L'arrestation de Louis XVI à Varennes
Son pouvoir de plus en plus fragilisé, le roi Louis XVI prend la décision, le 20 juin 1791, de quitter la France dans le plus grand secret. Reconnu à Varennes, il est immédiatement arrêté.
Au début du mois d’avril 1791, les affaires du roi vont mal. Honoré-Gabriel Riqueti de Mirabeau, « l’Orateur du peuple », tribun talentueux à l'Assemblée et conseiller secret de Louis XVI, décède à son domicile parisien le samedi 2. Avec lui, le roi perd un fidèle soutien et le défenseur d'un chemin médian entre monarchie et révolution.
Quelques jours plus tard, le roi est empêché, par des émeutiers qui suspectaient une tentative de fuite, de se rendre dans son château de Saint-Cloud, où il comptait prendre quelque repos. Son carrosse est bloqué place du Carrousel par une foule nombreuse, à laquelle se sont joints des soldats. Les insultes fusent, les coups également. Les serviteurs du roi sont chahutés et insultés.
Louis XVI comprend qu'il est devenu l'otage de la révolution en cours et qu'il est désormais retenu prisonnier aux Tuileries.
Ces deux évènements vont le conforter dans le projet qu'il forme, depuis plusieurs mois, de quitter la France afin de tenter de reprendre par la force le pouvoir qu'on lui a enlevé.
Le 20 juin 1791, après la traditionnelle cérémonie du coucher, le roi, déguisé en valet de chambre, sort des Tuileries et rejoint une berline garée à proximité, rue de l'Échelle, dans laquelle l'attendent Marie-Antoinette et le dauphin, ainsi que leur gouvernante, exfiltrés grâce à Axel de Fersen.
À deux heures trente du matin, l'équipage opère un premier relais à Bondy puis continue sa route à brides abattues. Après avoir voyagé toute la nuit, la berline est à Montmirail, dans le département de la Marne, à 11 heures du matin. Entre-temps, la nouvelle de la fuite du roi s'est répandue partout. La Fayette lance des soldats sur les traces des fuyards et la garde nationale est mise en alerte.
À Viels-Maisons et à Sainte-Menehould, le roi est reconnu par plusieurs personnes.
Aux environs de 22h50, la berline de Louis XVI arrive à Varennes. Tout va alors aller très vite.
Jean-Baptiste Sauce, procureur-syndic de Varennes, qui a été alerté par les citoyens Jean-Baptiste Drouet et Jean-Chrisosthome Guillaume de la présence du roi sur sa commune, recueille celui-ci ainsi que la famille royale chez lui. À cinq heures du matin, deux émissaires de l'Assemblée nationale, munis d'un ordre d'arrestation, mettent la main sur le roi pour le ramener à Paris. Le 21 juin au matin, c'en est fini des espoirs de Louis XVI de quitter la France.
Dès le 23 juin, le Mercure universel se fait l'écho des évènements extraordinaires qui viennent de se dérouler :
« Ce soir, à dix heures, un bruit se répand dans la capitale. Les citoyens forment aux portes des maisons de paisibles groupes. Un exprès, envoyé par la municipalité de Varennes à l'assemblée nationale, y a apporté la nouvelle de l'arrestation du roi.

EXERCICE COURT 1: Recopiez le texte sur l'arrestation de Louis XVI depuis « À Viels-Maisons et » jusqu'à « quitter la France. » inclus, en substituant « voiture » à « berline ».
Le texte sur l'arrestation de Louis XVI et les enregistrements sont sans rapport l'un avec l'autre.

Éléments répertoriés dans un jeu de données
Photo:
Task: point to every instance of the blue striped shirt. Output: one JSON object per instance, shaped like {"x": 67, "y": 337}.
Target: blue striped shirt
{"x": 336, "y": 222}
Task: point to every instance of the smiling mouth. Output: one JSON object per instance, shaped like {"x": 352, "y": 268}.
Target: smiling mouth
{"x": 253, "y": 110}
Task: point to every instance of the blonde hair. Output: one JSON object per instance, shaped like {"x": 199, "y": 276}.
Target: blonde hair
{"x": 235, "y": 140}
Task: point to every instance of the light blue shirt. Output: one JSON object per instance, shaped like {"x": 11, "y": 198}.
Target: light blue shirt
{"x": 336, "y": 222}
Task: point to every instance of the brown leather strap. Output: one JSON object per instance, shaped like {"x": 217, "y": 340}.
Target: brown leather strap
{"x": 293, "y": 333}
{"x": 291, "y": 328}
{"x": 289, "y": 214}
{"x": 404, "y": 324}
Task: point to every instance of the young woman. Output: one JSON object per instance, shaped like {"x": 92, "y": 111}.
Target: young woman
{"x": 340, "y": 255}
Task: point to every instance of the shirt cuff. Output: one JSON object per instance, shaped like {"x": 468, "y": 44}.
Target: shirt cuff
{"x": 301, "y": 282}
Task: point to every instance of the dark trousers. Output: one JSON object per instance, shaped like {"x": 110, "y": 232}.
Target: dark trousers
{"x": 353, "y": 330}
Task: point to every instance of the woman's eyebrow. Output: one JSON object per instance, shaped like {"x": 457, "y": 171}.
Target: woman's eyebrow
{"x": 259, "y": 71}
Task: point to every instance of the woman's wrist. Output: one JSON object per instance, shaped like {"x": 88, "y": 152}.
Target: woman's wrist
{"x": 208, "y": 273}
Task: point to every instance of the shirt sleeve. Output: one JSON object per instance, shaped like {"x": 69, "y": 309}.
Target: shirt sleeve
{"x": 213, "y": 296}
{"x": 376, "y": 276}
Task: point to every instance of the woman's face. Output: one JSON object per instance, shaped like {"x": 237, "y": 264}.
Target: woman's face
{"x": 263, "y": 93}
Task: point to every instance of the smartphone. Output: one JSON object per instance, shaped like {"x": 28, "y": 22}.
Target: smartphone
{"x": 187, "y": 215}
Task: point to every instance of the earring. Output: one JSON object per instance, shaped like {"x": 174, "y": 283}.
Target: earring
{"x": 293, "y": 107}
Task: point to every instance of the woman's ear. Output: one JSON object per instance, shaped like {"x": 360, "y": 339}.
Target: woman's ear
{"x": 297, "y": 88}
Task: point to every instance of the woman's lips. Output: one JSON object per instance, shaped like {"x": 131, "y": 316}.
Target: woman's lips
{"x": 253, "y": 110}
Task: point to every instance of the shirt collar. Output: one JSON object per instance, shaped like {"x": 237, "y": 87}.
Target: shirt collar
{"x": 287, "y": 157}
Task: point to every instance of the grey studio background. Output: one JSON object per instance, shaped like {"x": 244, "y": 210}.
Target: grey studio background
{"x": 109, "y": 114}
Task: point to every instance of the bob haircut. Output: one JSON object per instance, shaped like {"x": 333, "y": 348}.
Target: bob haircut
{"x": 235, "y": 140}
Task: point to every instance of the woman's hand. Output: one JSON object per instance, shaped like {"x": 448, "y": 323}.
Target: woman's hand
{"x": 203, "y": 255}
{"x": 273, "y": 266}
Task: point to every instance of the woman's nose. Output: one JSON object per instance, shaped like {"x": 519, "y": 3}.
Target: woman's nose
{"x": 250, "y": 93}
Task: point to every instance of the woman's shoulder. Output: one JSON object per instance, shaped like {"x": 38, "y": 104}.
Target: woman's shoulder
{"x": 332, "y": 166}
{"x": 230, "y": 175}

EXERCICE COURT 2: Renvoyez chaque ligne des enregistrements qui contient le mot « nose ».

RÉSULTAT ATTENDU 1:
À Viels-Maisons et à Sainte-Menehould, le roi est reconnu par plusieurs personnes.
Aux environs de 22h50, la voiture de Louis XVI arrive à Varennes. Tout va alors aller très vite.
Jean-Baptiste Sauce, procureur-syndic de Varennes, qui a été alerté par les citoyens Jean-Baptiste Drouet et Jean-Chrisosthome Guillaume de la présence du roi sur sa commune, recueille celui-ci ainsi que la famille royale chez lui. À cinq heures du matin, deux émissaires de l'Assemblée nationale, munis d'un ordre d'arrestation, mettent la main sur le roi pour le ramener à Paris. Le 21 juin au matin, c'en est fini des espoirs de Louis XVI de quitter la France.

RÉSULTAT ATTENDU 2:
Task: point to every instance of the woman's nose. Output: one JSON object per instance, shaped like {"x": 519, "y": 3}.
Target: woman's nose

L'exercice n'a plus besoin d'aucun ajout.